-- PROBLEM TO SOLVE --
Where in the records does the word "stone" occur? Copy each line in which it does.

-- Items listed in a dataset --
<<<<

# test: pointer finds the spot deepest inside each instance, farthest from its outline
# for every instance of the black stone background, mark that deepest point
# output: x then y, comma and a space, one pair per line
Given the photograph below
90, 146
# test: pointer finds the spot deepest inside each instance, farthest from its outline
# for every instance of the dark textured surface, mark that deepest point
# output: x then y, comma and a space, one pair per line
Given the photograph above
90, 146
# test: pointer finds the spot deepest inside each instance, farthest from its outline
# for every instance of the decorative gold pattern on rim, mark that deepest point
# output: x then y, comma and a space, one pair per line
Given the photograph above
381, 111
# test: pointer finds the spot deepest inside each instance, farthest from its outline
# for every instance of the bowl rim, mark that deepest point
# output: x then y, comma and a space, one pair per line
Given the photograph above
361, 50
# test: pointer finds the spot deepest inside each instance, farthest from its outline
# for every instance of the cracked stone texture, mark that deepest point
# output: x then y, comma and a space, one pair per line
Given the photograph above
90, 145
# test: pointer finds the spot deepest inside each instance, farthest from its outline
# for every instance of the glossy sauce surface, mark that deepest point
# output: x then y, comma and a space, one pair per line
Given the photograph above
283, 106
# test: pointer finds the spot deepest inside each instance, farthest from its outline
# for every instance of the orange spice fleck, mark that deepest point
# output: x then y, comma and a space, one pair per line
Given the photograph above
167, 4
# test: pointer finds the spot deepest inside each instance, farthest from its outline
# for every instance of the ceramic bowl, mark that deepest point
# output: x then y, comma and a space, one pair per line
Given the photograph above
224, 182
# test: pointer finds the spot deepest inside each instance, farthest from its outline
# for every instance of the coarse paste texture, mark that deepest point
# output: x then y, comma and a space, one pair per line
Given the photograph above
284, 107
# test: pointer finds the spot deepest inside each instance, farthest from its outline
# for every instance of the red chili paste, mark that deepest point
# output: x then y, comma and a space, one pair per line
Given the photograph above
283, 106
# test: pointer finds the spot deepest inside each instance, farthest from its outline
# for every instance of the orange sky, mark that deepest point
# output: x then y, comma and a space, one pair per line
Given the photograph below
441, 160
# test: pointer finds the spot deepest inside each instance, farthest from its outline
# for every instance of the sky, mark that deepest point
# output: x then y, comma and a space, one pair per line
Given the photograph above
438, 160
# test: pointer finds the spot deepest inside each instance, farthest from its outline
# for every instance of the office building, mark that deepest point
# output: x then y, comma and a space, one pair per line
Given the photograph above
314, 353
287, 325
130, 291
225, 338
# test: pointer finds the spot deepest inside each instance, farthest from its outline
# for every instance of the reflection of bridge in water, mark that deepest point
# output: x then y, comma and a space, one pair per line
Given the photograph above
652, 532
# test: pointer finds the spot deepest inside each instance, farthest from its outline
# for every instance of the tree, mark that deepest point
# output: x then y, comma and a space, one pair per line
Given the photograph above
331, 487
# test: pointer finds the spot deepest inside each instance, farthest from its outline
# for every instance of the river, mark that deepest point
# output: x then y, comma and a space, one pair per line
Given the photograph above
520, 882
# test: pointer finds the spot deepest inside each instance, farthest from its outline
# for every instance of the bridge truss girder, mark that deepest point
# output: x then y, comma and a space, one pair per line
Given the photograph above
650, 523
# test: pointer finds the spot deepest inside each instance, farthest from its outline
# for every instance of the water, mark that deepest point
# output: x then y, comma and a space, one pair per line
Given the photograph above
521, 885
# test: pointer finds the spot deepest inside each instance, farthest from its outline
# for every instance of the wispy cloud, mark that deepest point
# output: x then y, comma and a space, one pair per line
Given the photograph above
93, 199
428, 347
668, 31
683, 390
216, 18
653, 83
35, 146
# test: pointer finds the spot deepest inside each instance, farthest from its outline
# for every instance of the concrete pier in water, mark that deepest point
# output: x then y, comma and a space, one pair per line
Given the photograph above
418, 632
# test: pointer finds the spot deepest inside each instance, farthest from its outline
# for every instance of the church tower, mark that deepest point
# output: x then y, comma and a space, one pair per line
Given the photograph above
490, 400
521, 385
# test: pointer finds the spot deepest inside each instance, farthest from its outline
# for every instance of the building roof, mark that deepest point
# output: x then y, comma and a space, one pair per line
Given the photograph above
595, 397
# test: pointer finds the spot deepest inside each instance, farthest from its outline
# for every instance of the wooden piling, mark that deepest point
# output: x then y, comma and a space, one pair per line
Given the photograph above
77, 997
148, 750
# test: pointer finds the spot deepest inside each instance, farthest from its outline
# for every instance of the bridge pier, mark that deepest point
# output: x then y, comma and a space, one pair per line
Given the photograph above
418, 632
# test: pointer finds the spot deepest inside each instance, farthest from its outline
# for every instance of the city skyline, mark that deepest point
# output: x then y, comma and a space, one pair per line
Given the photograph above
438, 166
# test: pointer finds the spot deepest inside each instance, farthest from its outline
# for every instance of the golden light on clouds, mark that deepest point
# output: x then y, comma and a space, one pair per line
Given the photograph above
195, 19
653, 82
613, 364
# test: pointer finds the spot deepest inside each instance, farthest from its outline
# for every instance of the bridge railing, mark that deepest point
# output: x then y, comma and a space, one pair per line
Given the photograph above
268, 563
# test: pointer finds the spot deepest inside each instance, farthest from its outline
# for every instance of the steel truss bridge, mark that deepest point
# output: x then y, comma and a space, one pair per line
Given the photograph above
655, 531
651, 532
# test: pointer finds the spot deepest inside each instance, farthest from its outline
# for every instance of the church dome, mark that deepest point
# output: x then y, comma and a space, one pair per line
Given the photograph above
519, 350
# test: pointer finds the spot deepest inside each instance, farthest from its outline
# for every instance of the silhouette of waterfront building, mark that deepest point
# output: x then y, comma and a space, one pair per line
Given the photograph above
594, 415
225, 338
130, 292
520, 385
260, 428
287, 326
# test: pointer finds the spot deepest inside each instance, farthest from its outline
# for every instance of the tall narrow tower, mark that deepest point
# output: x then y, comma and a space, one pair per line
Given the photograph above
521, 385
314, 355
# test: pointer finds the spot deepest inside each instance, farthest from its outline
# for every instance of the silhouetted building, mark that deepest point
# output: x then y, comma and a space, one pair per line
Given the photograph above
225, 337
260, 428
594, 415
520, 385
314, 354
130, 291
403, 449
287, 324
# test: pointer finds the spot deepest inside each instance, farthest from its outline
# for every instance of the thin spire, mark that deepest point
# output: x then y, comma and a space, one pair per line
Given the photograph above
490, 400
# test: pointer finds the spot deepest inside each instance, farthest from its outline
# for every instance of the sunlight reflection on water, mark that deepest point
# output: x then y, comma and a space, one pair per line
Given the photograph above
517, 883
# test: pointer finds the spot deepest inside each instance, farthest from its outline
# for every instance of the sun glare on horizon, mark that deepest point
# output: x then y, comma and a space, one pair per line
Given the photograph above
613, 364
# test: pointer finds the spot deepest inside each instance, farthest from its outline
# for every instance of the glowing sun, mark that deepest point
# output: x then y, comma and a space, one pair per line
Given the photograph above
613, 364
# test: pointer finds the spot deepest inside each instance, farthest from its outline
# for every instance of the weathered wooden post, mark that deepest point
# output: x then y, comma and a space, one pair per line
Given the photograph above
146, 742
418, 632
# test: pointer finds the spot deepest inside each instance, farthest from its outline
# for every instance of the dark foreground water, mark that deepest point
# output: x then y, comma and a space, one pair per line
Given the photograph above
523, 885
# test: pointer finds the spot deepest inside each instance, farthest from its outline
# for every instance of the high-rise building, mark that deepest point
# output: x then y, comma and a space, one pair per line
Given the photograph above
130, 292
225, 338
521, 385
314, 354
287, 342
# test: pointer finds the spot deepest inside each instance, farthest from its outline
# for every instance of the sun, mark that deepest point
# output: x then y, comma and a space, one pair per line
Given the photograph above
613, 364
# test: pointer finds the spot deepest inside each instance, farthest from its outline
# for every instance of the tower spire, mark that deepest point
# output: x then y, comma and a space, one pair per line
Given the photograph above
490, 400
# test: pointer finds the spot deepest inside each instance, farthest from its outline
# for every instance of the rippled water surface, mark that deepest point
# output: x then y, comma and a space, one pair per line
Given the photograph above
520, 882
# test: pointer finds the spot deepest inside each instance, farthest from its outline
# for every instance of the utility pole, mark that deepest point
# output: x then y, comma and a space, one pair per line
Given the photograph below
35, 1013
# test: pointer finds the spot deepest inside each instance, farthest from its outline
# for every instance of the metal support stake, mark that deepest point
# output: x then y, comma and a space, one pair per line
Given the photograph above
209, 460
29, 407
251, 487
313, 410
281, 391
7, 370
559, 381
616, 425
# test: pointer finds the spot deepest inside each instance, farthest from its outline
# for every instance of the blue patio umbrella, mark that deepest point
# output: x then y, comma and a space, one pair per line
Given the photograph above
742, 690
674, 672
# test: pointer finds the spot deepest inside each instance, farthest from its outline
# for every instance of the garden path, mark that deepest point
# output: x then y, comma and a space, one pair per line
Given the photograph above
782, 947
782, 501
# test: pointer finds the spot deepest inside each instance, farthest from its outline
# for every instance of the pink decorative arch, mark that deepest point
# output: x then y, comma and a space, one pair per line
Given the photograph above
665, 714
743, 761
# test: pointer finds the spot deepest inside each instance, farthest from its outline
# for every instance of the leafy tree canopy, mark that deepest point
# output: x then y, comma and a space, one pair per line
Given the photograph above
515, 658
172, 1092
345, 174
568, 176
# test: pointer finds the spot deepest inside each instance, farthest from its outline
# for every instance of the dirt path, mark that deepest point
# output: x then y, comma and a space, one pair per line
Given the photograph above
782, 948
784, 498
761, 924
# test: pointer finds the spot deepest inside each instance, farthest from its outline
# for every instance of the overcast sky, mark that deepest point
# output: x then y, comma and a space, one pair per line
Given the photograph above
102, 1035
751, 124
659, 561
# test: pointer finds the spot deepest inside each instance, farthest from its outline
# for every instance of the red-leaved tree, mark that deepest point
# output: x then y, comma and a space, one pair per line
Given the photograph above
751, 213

>>>>

-- ANSWER SPACE --
# for every instance of the black stone background, mark that deepest point
# for every instance of the cracked stone texture, mark that deepest point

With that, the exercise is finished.